**** EXCERPTED PASSAGE ****

- Born: 29 August 1996 (age 29) Selangor, Malaysia
- Occupations: Model; actress; director;
- Years active: 2016–present

= Vanessa Cruez =

Malaysian model, actress, director (b. 1996)

 Vanessa Cruez (29 August 1996) is a Malaysian model, actress and director, who also works in the Indian Tamil television and film industries. She was crowned World Miss University Malaysia 2018. She made her film debut with the Malaysian Tamil film Athaiyum Thaandi Punithamanathu in 2021. She also participated in the reality show Survivor (Tamil season 1) where she later emerged as the 2nd runner up of the show.

**** TASK MATERIAL ****

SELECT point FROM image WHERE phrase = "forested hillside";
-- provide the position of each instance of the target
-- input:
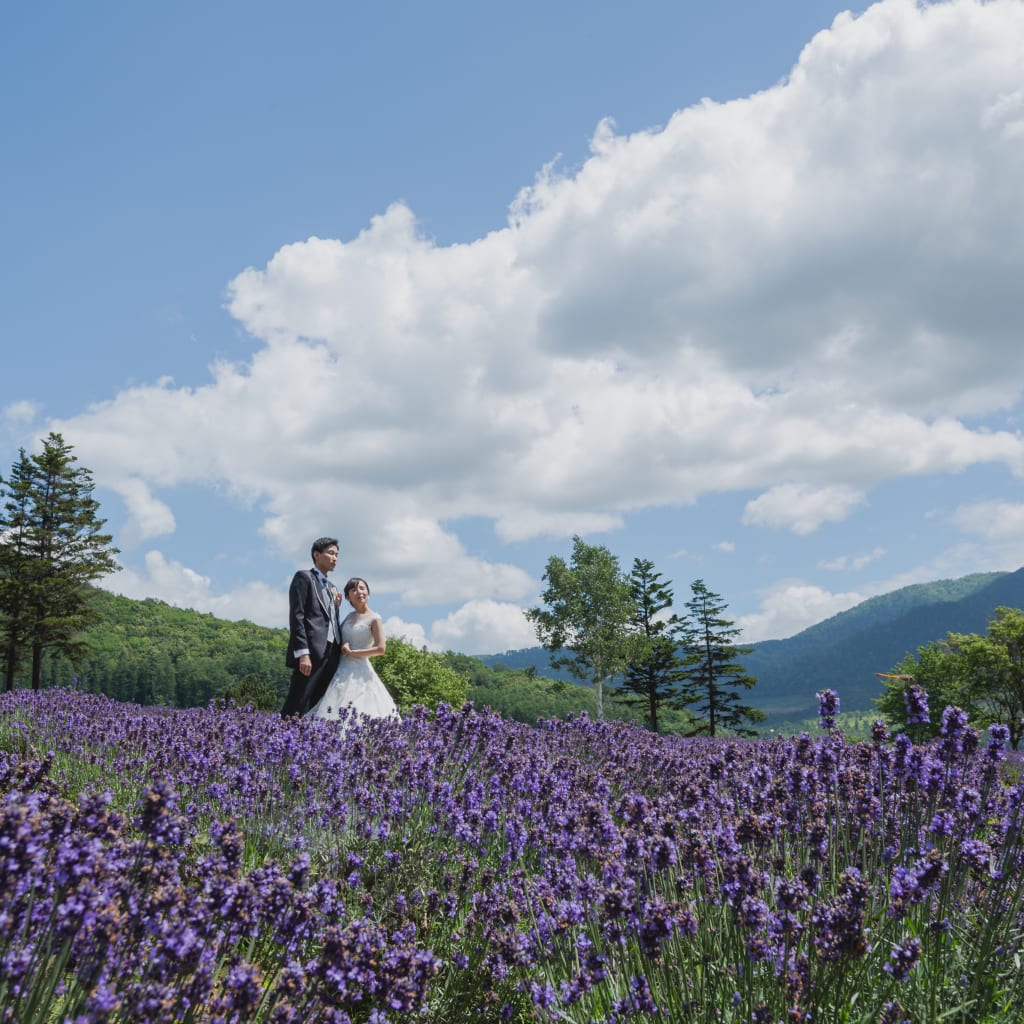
(845, 651)
(152, 653)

****

§ **DIRECTIONS**:
a – Answer these from the Vanessa Cruez profile:
(i) Where was she born?
(ii) What title was she crowned in 2018?
(iii) Which film marked her film debut, and in what year?
b – Rename "forested hillside" as "wooded slope" throughout the records of pointing data and write them out again with nothing else changed, leaving out the pictures.

§ **RESPONSES PER TASK**:
a –
(i) Selangor, Malaysia
(ii) World Miss University Malaysia 2018
(iii) Athaiyum Thaandi Punithamanathu, in 2021

b –
SELECT point FROM image WHERE phrase = "wooded slope";
-- provide the position of each instance of the target
-- input:
(845, 651)
(152, 653)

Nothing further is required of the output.